Quando o médico prescreve um tratamento medicamentoso, não há certeza do que vai acontecer: melhora, piora ou nenhum resultado. Apenas após o uso do medicamento saberemos o resultado. E aí surge a pergunta: Como lidar com essa incerteza? Se médico e paciente tomarem decisões a partir do pensamento científico, eles aceitam que não há garantia do sucesso do tratamento (princípio da incerteza) e sabem que as evidências (provas) científicas trazem apenas probabilidade de desfechos (resultados).
A probabilidade é a melhor forma para lidar com a incerteza do resultado de um tratamento medicamentoso. Quando o raciocínio científico é utilizado, médico e paciente reconhecem a existência da incerteza inerente ao resultado do tratamento e que a probabilidade, apresentada nas pesquisas científicas, dá a direção do caminho mais provável que pode dar certo.
"Sobre o uso da hidroxicloroquina e ivermectina no tratamento da COVID-19, não há evidências científicas, ou seja, não há pesquisas que que mostrem que esses medicamentos funcionem em seres humanos. Temos pesquisas que mostram que eles funcionam em laboratório, mas não em humanos. E funcionar em laboratório não quer dizer que funciona quando uma pessoa toma o remédio".
Não há sim ou não, certo ou errado. O que temos é se existe maior ou menor probabilidade de um desfecho x ou y acontecer. Por exemplo, quando uma pessoa usa dipirona para tratar cefaleia (dor de cabeça), esperamos que a dor vai passar, ou seja, a probabilidade do medicamento funcionar é alta. Se a dor continuar, a dose poderá ser aumentada (se a dose máxima ainda não tiver sendo utilizada) ou um novo medicamento ou uma nova intervenção poderá ser prescrita, até que o problema do paciente seja resolvido. É assim que o princípio da incerteza se apresenta na vida real.

*O que fazer 1*
De acordo com o texto sobre incerteza no tratamento com remédios, qual é a melhor forma de lidar com a incerteza do resultado de um tratamento?
*O que fazer 2*
Reproduza do texto sobre incerteza no tratamento com remédios tudo o que vai desde "Não há sim ou" até "na vida real.", sem mudar nada.
As linhas logo abaixo são um material à parte, sem ligação com o texto.

*Linhas fornecidas*
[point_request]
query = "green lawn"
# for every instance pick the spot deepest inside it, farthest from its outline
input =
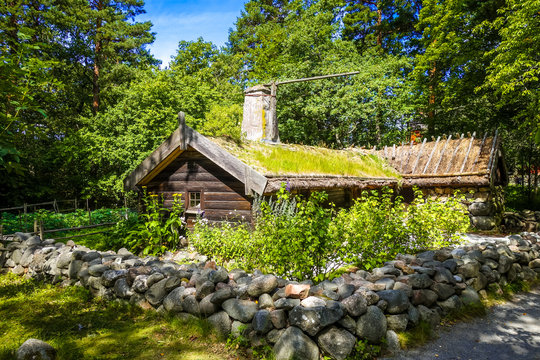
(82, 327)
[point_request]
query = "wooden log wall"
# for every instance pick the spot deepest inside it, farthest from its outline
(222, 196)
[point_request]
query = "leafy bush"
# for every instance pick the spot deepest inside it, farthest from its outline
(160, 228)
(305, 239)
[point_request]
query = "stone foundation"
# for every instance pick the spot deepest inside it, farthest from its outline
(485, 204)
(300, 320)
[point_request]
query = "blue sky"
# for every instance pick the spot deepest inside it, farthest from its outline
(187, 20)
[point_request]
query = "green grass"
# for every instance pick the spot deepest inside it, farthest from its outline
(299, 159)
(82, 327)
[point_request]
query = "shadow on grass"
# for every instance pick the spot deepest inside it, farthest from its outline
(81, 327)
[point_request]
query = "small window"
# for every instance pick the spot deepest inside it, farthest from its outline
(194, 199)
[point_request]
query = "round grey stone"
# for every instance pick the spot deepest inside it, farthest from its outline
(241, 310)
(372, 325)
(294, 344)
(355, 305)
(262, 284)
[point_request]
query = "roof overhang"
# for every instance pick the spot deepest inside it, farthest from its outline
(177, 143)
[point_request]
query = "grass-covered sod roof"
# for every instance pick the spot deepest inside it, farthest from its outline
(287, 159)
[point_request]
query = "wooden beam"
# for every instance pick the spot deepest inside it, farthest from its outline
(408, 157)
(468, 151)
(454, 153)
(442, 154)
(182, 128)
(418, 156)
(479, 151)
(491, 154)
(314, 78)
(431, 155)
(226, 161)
==
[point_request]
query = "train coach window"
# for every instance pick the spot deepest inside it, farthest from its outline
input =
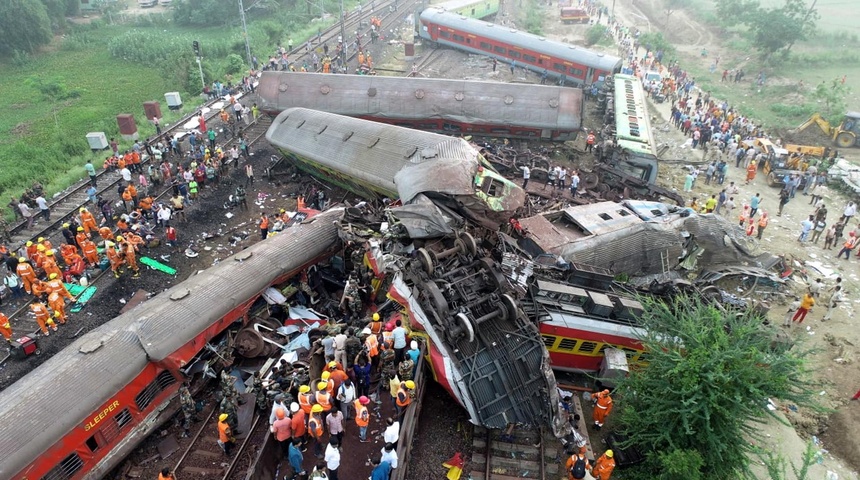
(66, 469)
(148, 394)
* * *
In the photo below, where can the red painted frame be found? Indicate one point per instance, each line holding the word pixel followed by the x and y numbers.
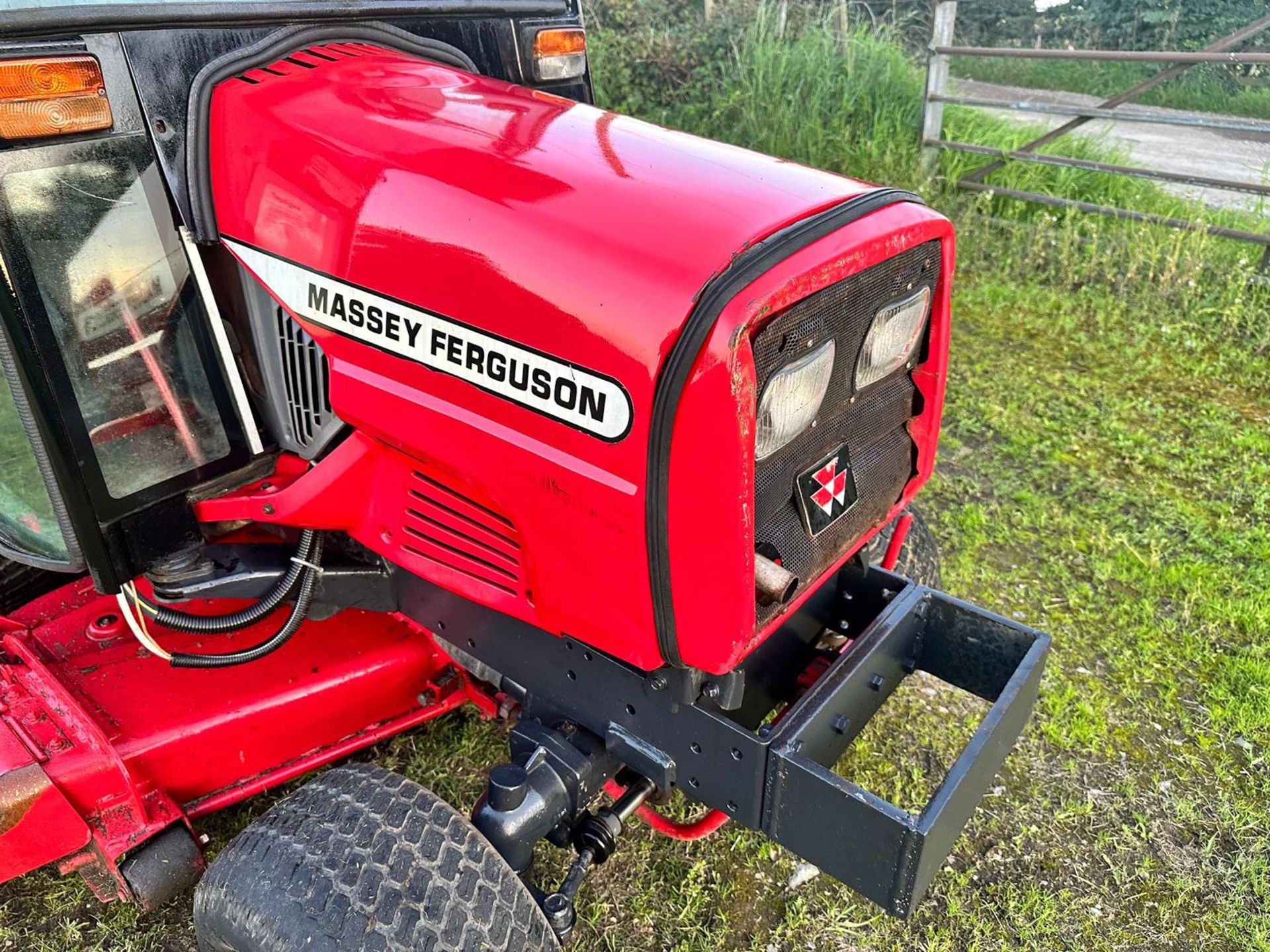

*Resposta 1*
A probabilidade.

*Resposta 2*
Não há sim ou não, certo ou errado. O que temos é se existe maior ou menor probabilidade de um desfecho x ou y acontecer. Por exemplo, quando uma pessoa usa dipirona para tratar cefaleia (dor de cabeça), esperamos que a dor vai passar, ou seja, a probabilidade do medicamento funcionar é alta. Se a dor continuar, a dose poderá ser aumentada (se a dose máxima ainda não tiver sendo utilizada) ou um novo medicamento ou uma nova intervenção poderá ser prescrita, até que o problema do paciente seja resolvido. É assim que o princípio da incerteza se apresenta na vida real.